● **Exercise instructions**:
Somewhere below is a line with "Target: ash on ground" and, later, a line with "Exercise. Find the window"; repeat those two lines and all the lines between them, exactly as they are.

Region pointing data:
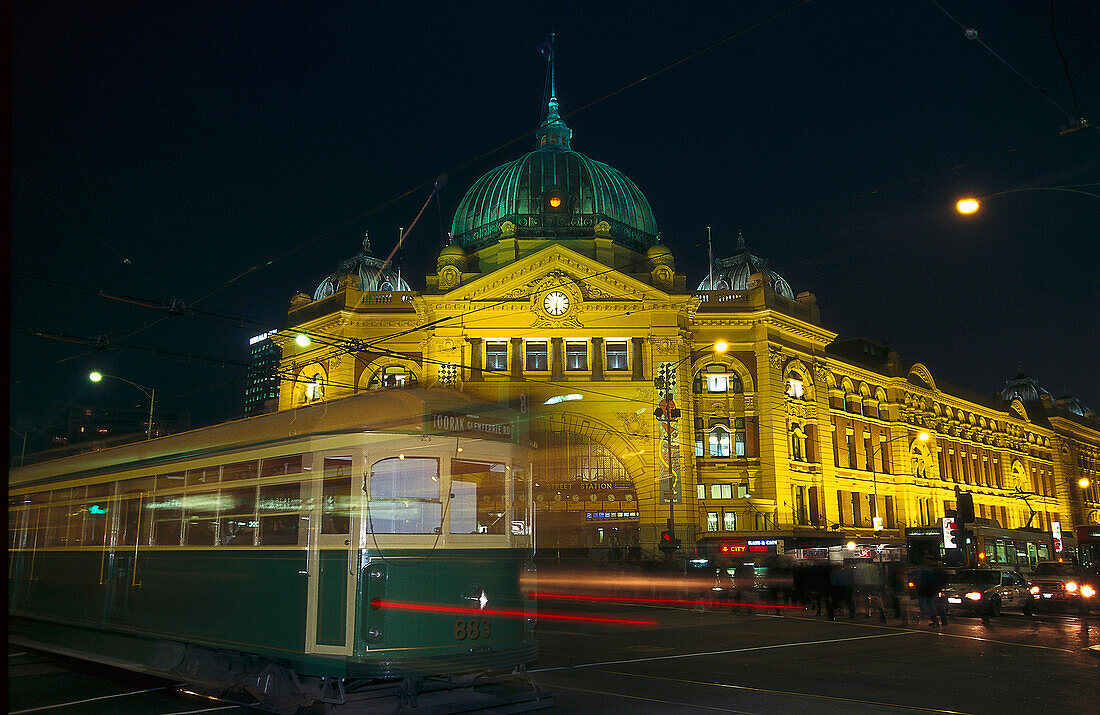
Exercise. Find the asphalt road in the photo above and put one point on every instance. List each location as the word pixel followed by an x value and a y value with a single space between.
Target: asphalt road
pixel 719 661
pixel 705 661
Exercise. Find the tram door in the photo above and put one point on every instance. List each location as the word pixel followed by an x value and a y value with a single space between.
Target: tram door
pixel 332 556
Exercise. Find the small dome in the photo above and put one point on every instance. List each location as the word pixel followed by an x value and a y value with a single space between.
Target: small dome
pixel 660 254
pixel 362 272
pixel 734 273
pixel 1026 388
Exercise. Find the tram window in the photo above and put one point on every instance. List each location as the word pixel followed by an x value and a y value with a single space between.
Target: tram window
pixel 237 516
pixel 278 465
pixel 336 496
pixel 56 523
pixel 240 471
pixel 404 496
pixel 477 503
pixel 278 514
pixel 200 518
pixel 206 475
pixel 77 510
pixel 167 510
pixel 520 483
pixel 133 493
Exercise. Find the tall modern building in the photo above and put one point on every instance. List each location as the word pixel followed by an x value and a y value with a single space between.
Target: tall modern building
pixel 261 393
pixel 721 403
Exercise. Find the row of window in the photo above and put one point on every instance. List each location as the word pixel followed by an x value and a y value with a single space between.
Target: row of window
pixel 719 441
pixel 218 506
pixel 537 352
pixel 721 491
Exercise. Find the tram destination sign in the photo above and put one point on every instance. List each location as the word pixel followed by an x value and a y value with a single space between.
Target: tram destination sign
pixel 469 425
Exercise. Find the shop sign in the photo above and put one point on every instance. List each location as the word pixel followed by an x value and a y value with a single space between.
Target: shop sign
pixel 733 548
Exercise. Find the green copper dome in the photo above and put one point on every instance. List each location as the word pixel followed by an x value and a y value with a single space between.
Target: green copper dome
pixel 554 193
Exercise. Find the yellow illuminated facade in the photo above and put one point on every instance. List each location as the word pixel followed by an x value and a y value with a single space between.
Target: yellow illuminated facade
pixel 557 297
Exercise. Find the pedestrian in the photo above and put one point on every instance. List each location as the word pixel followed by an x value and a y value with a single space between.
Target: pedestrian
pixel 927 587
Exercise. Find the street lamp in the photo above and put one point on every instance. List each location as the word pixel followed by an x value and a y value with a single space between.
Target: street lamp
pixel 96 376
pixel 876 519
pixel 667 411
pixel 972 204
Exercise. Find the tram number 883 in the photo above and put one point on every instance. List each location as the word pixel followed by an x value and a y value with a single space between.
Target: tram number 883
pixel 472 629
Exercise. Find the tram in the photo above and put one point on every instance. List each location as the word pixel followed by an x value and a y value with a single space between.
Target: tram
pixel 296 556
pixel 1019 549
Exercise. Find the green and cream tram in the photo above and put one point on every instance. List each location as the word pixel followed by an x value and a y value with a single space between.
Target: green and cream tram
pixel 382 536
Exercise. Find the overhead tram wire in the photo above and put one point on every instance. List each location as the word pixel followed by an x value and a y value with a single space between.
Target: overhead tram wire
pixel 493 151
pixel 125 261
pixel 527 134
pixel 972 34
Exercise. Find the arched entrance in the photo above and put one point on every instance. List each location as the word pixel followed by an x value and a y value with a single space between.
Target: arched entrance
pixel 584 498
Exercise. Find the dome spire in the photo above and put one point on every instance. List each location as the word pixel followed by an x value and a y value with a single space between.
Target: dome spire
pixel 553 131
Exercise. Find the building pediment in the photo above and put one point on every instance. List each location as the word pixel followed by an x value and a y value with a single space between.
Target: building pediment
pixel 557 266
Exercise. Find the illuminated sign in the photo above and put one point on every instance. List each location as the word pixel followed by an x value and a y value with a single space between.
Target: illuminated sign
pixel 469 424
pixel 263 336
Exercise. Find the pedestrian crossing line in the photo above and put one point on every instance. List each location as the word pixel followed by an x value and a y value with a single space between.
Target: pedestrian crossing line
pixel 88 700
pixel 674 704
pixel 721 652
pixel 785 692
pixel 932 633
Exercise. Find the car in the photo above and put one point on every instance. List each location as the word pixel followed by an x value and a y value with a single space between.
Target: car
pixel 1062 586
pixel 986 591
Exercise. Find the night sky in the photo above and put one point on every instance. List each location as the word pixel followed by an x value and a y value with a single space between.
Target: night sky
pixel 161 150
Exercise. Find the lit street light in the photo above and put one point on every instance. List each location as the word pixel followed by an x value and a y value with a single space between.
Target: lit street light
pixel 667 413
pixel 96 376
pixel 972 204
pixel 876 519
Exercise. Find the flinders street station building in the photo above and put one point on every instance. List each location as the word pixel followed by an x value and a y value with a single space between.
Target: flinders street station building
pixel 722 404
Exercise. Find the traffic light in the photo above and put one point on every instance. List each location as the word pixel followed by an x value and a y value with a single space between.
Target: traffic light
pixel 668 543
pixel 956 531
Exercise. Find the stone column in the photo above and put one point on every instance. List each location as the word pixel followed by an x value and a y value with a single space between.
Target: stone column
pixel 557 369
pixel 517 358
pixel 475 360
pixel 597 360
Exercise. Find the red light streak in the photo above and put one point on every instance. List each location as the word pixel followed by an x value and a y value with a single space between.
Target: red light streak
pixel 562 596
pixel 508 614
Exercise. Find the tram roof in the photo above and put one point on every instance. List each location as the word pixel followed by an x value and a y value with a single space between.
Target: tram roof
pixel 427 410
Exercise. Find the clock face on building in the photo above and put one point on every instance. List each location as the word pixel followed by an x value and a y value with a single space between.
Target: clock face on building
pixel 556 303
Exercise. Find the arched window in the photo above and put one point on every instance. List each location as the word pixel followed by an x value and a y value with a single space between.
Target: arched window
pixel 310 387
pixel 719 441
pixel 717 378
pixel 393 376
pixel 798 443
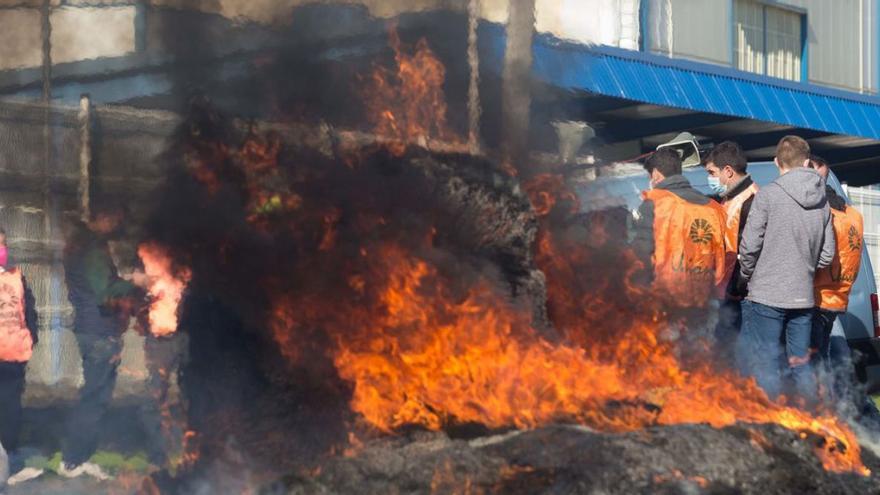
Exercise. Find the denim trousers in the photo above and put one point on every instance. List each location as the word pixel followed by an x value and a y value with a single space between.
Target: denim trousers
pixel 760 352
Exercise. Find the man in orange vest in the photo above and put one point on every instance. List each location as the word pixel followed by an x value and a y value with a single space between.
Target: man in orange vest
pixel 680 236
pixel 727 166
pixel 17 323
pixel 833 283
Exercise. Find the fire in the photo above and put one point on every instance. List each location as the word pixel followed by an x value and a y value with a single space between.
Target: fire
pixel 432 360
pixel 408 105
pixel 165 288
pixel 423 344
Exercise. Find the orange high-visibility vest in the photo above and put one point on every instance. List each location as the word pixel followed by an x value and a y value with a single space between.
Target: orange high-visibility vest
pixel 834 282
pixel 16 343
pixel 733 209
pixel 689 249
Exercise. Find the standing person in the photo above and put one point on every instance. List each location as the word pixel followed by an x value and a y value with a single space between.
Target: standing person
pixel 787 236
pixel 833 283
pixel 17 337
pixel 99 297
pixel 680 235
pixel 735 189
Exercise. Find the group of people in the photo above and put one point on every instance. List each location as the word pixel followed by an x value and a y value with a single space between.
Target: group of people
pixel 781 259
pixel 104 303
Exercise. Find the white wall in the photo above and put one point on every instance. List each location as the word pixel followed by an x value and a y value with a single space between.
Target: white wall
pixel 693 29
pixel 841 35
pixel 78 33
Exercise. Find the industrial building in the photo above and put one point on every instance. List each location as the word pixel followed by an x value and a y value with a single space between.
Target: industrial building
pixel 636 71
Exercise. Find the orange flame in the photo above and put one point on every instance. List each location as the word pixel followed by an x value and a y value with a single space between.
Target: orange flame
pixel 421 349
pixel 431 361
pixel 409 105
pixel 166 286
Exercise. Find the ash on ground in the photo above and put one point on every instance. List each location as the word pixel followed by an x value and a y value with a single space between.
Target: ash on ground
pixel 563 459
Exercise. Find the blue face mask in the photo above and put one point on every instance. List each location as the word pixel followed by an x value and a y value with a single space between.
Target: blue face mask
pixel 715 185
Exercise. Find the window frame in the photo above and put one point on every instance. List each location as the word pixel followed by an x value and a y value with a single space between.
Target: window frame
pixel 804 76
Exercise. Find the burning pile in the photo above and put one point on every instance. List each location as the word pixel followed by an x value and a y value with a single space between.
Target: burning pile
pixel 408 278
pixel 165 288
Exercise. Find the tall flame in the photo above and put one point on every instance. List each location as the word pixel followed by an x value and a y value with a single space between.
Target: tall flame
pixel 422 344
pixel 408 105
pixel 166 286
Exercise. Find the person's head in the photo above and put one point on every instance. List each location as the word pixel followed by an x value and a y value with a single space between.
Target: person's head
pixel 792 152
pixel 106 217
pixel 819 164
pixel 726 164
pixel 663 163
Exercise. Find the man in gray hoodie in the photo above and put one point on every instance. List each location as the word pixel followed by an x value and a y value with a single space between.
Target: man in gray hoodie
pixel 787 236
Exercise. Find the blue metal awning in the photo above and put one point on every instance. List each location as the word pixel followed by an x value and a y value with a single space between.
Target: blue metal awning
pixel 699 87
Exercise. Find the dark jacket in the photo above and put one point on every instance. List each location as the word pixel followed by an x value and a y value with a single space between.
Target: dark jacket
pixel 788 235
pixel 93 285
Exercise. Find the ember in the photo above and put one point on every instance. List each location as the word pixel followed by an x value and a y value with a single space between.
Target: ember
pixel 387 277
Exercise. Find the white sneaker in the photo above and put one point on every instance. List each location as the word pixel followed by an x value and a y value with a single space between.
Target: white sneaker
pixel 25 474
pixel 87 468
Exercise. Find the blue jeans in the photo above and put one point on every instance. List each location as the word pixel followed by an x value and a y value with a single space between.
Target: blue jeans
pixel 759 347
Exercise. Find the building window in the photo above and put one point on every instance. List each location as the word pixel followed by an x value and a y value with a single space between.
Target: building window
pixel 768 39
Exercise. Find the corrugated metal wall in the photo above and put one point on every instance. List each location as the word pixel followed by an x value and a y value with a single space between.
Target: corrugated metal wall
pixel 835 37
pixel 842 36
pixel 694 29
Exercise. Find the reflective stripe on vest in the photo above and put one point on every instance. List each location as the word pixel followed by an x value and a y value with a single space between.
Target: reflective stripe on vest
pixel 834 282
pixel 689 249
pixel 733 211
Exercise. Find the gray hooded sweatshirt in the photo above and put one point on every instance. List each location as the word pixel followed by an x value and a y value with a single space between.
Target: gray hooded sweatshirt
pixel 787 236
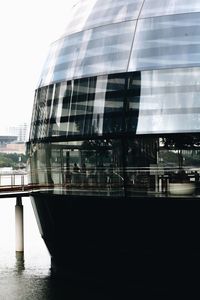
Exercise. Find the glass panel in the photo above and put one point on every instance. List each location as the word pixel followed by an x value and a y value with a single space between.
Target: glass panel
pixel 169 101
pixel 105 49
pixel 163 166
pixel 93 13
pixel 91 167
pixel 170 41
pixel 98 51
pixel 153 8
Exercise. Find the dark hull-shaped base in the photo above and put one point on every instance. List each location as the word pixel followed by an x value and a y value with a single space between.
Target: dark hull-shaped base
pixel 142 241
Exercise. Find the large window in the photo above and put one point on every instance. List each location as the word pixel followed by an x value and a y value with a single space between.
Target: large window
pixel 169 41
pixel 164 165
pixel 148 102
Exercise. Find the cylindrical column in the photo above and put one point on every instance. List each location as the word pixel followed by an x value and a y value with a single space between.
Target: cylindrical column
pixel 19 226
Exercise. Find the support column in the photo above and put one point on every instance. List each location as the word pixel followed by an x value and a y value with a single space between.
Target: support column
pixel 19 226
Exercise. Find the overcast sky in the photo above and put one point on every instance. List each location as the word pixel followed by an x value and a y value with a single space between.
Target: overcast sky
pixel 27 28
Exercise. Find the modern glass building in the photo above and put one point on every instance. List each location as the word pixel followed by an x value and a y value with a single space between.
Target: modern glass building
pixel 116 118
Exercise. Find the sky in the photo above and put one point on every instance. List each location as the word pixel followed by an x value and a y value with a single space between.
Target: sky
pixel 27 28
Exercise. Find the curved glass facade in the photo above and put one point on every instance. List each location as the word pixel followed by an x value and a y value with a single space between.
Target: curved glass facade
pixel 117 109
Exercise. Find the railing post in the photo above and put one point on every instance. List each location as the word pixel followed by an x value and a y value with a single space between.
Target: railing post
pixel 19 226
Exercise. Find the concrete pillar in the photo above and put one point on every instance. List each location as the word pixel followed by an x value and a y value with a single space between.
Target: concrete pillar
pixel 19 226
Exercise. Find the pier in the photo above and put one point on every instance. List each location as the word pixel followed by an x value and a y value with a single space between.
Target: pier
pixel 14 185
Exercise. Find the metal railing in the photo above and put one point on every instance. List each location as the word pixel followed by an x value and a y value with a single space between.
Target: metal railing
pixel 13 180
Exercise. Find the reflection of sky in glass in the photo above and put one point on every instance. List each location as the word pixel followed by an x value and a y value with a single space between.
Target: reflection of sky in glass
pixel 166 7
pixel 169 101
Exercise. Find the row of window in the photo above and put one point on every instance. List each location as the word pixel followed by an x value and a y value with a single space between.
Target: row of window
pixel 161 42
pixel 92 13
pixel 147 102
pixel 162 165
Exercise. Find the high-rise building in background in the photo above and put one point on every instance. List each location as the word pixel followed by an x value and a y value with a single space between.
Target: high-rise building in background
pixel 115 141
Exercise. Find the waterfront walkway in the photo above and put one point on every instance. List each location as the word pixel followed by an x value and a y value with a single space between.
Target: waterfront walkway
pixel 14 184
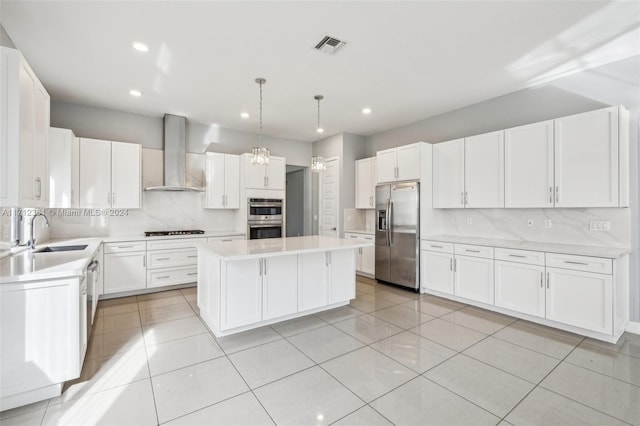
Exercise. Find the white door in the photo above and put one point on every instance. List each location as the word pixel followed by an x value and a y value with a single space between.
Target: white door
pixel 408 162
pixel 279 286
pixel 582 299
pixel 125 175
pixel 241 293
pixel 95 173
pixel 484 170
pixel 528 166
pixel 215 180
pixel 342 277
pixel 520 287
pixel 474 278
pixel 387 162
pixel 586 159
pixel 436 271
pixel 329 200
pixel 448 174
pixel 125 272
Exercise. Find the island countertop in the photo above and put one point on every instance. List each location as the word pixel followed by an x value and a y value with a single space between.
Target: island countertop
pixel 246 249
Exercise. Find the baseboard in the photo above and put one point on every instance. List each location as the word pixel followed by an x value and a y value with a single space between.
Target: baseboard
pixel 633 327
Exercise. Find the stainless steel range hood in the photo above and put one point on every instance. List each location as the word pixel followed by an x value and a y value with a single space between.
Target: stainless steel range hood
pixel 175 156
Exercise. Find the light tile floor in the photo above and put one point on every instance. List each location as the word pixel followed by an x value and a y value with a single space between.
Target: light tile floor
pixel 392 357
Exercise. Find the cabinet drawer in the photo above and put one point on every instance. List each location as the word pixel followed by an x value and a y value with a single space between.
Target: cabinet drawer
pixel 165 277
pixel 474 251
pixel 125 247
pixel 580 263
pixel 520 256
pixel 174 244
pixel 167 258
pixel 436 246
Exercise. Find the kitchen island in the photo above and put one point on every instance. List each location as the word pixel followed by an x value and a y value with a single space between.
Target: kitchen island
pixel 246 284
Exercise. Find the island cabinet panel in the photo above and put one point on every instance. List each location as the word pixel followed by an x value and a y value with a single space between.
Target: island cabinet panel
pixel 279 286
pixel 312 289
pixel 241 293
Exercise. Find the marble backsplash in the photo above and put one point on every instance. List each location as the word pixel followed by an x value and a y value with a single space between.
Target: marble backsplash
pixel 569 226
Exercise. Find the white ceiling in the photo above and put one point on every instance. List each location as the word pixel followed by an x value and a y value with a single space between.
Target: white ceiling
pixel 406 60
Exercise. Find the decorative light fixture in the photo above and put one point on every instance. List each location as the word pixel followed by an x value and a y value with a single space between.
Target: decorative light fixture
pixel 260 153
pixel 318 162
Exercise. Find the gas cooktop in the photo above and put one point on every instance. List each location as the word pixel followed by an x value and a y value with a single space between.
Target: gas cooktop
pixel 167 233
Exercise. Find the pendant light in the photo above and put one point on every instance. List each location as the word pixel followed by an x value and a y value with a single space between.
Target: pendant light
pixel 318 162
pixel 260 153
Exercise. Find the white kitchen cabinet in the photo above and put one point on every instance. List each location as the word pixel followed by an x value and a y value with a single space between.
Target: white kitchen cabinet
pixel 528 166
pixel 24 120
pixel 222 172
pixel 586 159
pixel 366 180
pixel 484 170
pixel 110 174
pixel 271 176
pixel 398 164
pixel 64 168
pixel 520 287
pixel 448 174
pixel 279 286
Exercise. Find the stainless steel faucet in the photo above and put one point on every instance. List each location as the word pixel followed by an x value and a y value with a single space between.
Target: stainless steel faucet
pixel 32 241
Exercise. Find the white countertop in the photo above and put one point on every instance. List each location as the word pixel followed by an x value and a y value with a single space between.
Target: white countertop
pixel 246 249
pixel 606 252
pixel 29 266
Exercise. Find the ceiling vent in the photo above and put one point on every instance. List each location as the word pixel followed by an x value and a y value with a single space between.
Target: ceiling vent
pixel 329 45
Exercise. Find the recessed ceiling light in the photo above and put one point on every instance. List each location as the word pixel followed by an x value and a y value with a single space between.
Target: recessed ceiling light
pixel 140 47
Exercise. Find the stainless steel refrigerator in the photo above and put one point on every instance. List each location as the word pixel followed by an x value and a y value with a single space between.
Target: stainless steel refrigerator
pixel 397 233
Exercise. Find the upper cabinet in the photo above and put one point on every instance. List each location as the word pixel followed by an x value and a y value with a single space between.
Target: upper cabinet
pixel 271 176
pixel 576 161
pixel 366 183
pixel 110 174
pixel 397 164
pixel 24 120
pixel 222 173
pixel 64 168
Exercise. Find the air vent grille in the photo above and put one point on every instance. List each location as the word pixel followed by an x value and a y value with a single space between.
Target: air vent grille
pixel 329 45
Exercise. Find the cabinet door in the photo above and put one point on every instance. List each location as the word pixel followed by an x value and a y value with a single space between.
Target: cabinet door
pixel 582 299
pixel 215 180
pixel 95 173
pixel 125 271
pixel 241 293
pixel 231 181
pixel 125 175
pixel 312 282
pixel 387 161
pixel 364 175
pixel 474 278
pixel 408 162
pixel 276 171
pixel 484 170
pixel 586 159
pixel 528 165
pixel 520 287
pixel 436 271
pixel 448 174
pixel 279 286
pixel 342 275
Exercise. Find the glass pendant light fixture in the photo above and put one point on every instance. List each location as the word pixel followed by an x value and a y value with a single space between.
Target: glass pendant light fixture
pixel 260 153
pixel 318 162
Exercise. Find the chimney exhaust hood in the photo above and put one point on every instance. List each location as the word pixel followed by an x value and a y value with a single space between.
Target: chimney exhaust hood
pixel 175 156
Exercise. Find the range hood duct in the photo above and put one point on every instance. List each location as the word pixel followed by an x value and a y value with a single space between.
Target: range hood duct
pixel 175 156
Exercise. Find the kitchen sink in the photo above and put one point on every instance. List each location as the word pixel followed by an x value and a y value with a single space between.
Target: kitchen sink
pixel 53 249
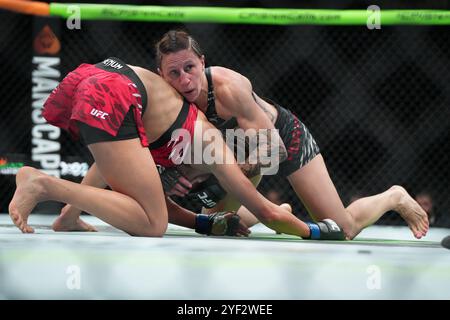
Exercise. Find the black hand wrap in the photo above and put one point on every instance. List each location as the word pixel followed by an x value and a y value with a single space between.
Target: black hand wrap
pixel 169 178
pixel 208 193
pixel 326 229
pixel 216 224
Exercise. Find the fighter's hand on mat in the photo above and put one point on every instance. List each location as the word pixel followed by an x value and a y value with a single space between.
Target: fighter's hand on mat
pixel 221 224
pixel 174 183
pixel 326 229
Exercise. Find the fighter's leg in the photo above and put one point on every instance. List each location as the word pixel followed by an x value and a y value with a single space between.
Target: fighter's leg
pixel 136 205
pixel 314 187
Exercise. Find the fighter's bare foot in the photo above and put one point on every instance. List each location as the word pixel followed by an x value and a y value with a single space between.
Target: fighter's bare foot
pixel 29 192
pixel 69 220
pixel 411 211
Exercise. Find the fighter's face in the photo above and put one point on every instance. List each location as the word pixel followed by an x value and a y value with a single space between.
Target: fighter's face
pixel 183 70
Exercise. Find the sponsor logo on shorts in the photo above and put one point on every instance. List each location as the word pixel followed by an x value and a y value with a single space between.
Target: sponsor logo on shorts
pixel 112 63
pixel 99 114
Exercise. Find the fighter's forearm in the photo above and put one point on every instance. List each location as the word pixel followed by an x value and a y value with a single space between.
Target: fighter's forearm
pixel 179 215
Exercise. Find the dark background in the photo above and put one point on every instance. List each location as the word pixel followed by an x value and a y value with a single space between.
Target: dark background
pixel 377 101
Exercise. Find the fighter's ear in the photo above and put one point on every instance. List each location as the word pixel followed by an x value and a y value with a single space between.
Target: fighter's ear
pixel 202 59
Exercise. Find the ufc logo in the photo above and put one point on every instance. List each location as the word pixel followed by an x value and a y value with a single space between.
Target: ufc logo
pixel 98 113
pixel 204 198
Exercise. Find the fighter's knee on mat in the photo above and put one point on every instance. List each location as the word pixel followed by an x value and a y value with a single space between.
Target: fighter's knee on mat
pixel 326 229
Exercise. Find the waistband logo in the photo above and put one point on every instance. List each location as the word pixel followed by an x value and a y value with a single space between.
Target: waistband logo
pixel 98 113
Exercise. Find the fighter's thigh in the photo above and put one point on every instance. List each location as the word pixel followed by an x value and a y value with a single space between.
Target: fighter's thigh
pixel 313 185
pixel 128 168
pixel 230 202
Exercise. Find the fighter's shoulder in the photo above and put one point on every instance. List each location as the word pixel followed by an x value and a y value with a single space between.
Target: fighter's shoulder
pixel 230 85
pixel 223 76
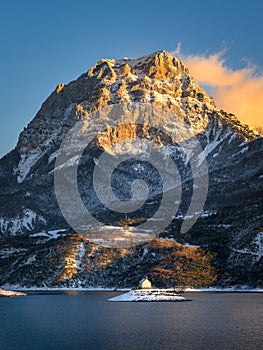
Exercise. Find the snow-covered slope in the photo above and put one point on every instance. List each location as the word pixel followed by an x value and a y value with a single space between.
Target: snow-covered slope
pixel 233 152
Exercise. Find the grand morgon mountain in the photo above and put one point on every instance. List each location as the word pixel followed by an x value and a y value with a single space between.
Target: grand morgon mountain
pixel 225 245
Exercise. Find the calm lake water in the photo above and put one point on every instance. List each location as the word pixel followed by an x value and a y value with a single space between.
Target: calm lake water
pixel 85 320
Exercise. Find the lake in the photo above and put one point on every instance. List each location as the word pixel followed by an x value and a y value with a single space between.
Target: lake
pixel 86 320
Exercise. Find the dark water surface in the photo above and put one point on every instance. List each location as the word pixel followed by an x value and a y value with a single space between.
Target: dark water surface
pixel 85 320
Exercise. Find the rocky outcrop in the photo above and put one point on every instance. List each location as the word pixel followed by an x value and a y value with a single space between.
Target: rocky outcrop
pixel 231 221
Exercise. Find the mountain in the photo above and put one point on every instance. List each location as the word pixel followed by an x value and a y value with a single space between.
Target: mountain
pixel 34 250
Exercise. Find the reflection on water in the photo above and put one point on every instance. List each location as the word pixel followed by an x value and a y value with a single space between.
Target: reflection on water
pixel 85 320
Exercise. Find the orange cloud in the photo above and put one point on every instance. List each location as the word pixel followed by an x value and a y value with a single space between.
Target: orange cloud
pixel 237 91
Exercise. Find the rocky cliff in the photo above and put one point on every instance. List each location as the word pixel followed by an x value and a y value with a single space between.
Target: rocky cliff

● **Answer space**:
Target: ash on ground
pixel 563 459
Exercise. Find the blue face mask in the photo above and put one point on every instance. List each location as the word pixel followed by an x value and a y value with a single space between.
Target: blue face mask
pixel 715 185
Exercise. Find the window frame in the photo above and put one point on every instance. List each location as the word pixel followed by an x value and a y value with a single space between.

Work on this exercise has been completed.